REQUISITOS DO EXERCÍCIO —
Transcreva sem alterações o trecho do texto sobre as leis do serviço público que vai de "Assim, desde meados" até "direito positivo brasileiro.", inclusive.

═══ TEXTO PARA ANÁLISE ═══

Assim, desde meados do século passado repete-se à exaustão o mantra das “leis do serviço público” (ou “princípios do serviço público” – estes, até, mais charmosos que as pobres leis). Como as boas leis da física, tornaram-se verdades primárias do sistema de prestação de serviço público brasileiro.
Tanto isso é verdade que a Lei 8.987/1995 diz que toda concessão ou permissão de serviço público “pressupõe a prestação de serviço adequado ao pleno atendimento dos usuários”, definindo-o como “o que satisfaz as condições de regularidade, continuidade, eficiência, segurança, atualidade, generalidade, cortesia na sua prestação e modicidade das tarifas” (art. 6.º e § 1.º). Aquilo que na origem foi uma construção dogmática francesa transformou-se em direito positivo brasileiro.

═══ DADOS FORNECIDOS ═══

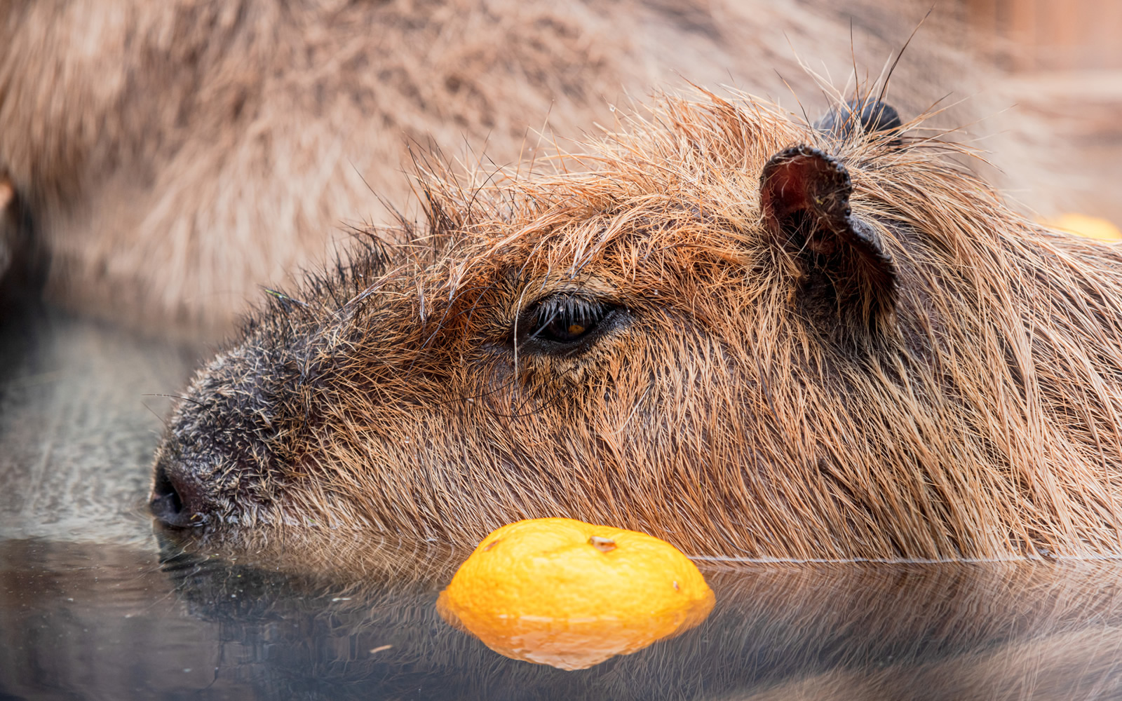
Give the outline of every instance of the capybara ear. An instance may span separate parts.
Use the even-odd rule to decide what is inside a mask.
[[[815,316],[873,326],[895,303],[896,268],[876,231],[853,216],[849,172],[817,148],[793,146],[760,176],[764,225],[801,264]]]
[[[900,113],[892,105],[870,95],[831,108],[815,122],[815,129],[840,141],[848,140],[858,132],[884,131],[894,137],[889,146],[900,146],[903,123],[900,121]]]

═══
═══ DADOS FORNECIDOS ═══

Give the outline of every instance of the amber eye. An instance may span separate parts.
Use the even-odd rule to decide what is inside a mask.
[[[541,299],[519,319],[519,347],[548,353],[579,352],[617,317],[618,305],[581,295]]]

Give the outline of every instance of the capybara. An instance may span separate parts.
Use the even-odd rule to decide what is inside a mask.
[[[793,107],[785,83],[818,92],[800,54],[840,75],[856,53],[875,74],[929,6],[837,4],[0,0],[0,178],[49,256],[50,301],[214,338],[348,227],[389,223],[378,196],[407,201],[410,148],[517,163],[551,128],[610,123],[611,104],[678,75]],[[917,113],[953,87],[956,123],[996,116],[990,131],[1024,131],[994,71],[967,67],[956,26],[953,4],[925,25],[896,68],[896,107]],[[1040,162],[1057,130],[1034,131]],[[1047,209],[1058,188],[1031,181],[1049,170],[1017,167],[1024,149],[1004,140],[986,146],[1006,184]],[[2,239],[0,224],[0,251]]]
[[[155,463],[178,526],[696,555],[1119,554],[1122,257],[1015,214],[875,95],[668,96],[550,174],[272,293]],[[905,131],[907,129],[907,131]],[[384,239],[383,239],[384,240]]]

═══
═══ DADOS FORNECIDOS ═══

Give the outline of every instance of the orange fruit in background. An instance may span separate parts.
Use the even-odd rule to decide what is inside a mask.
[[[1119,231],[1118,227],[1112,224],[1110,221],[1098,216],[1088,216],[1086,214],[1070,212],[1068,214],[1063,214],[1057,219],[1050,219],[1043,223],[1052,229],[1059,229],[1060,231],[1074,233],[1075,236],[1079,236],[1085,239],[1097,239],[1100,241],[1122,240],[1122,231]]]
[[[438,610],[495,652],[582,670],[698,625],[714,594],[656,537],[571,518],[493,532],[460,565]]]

═══

RESPOSTA DO EXERCÍCIO —
Assim, desde meados do século passado repete-se à exaustão o mantra das “leis do serviço público” (ou “princípios do serviço público” – estes, até, mais charmosos que as pobres leis). Como as boas leis da física, tornaram-se verdades primárias do sistema de prestação de serviço público brasileiro.
Tanto isso é verdade que a Lei 8.987/1995 diz que toda concessão ou permissão de serviço público “pressupõe a prestação de serviço adequado ao pleno atendimento dos usuários”, definindo-o como “o que satisfaz as condições de regularidade, continuidade, eficiência, segurança, atualidade, generalidade, cortesia na sua prestação e modicidade das tarifas” (art. 6.º e § 1.º). Aquilo que na origem foi uma construção dogmática francesa transformou-se em direito positivo brasileiro.